■ What the task asks ■
Rewrite every line of the rows below as a JSON list of strings, one string per line, leaving out blank lines.

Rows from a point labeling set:
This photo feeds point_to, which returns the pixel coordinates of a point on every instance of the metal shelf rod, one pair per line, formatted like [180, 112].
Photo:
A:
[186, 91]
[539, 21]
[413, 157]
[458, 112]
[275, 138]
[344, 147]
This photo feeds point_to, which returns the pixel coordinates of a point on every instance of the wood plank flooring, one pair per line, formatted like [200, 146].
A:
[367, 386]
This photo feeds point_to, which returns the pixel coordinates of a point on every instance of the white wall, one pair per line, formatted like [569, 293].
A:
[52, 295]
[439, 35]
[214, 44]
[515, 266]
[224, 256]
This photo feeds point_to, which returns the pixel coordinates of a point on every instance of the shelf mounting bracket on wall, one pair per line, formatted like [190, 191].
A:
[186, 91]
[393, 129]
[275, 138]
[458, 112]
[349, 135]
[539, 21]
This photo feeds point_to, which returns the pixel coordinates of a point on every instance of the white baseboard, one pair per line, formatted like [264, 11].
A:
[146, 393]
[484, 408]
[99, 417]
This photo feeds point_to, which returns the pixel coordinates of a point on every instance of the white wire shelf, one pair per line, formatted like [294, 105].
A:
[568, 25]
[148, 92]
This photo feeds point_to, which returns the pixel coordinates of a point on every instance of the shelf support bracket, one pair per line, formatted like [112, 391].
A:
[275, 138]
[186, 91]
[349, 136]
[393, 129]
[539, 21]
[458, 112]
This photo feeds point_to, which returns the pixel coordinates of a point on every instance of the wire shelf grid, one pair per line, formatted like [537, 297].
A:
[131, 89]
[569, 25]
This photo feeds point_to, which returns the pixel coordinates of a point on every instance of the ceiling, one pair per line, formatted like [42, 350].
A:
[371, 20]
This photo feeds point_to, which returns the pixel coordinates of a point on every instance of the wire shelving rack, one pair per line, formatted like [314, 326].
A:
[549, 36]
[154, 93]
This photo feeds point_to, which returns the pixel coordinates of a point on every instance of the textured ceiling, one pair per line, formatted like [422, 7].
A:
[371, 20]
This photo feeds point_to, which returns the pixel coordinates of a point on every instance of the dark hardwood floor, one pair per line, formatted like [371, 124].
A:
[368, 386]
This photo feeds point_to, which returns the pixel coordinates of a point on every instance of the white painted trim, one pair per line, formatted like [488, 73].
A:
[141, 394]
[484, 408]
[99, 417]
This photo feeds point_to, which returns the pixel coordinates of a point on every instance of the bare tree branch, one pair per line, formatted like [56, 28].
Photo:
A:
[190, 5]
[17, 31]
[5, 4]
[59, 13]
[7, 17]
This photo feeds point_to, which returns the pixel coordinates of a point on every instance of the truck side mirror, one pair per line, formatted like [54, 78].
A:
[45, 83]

■ Solution ■
[
  "This photo feeds point_to, which returns the pixel coordinates of a point on every instance of the metal shelf rod, one pair per line, formatted like [180, 112].",
  "Photo:",
  "A:",
  "[186, 91]",
  "[539, 21]",
  "[413, 157]",
  "[458, 112]",
  "[275, 138]",
  "[344, 147]",
  "This photo feeds point_to, which returns the pixel coordinates of a point on every instance of the wood plank flooring, one pair per line, formatted like [200, 146].",
  "A:",
  "[367, 386]",
  "This photo feeds point_to, which returns the pixel coordinates of a point on every instance of the white wall, one pair per line, formatted like [569, 293].",
  "A:",
  "[52, 295]",
  "[439, 35]",
  "[214, 44]",
  "[515, 266]",
  "[224, 256]",
  "This photo feeds point_to, which returns the pixel coordinates of a point on every instance of the shelf mounting bracket on wall, one pair per line, formatted like [190, 191].",
  "A:",
  "[186, 91]",
  "[393, 129]",
  "[275, 138]",
  "[458, 112]",
  "[349, 135]",
  "[539, 21]",
  "This photo feeds point_to, which returns the pixel coordinates of a point on every instance of the white baseboard, one pair per line, formatted like [264, 11].",
  "A:",
  "[146, 393]",
  "[484, 408]",
  "[99, 417]",
  "This photo feeds point_to, which returns the pixel coordinates of a point on every instance of the white wire shelf, one pair per line, formatted like [294, 105].",
  "A:",
  "[568, 25]",
  "[148, 92]",
  "This photo feeds point_to, which returns the pixel coordinates of a point on every instance of the shelf support bracket, one pair per line, formatted like [112, 391].",
  "A:",
  "[275, 138]",
  "[186, 91]",
  "[349, 136]",
  "[393, 129]",
  "[539, 21]",
  "[458, 112]",
  "This photo feeds point_to, which returns the pixel coordinates of a point on every instance of the wire shelf grid, one pair per line, formatted like [537, 297].",
  "A:",
  "[131, 89]",
  "[569, 25]",
  "This photo feeds point_to, which returns the pixel coordinates of a point on every instance of the ceiling, one pair per line, formatted like [42, 350].",
  "A:",
  "[371, 20]",
  "This photo feeds point_to, which returns the pixel coordinates of a point on every instance of the wire shelving rack, one pair per line, formatted like [314, 326].",
  "A:",
  "[549, 36]",
  "[154, 93]",
  "This photo feeds point_to, which returns the pixel coordinates of a point on every instance of the textured ceiling, one pair per line, formatted like [422, 7].",
  "A:",
  "[371, 20]",
  "This photo feeds point_to, which returns the pixel coordinates of a point on every instance of the dark hardwood floor, one pair per line, formatted like [371, 124].",
  "A:",
  "[368, 386]",
  "This photo feeds point_to, which returns the pixel coordinates of a point on every instance of the white painted trim, one pair per line, formatted like [488, 73].",
  "A:",
  "[141, 394]",
  "[484, 408]",
  "[99, 417]",
  "This photo feeds point_to, which returns the pixel coordinates of a point on every instance of the bare tree branch, one pair per line, formatted like [56, 28].",
  "Photo:",
  "A:",
  "[190, 5]",
  "[17, 31]",
  "[5, 4]",
  "[59, 13]",
  "[7, 17]",
  "This photo feeds point_to, which returns the pixel coordinates of a point on every instance of the truck side mirror, one pair per line, formatted like [54, 78].",
  "A:",
  "[45, 83]"
]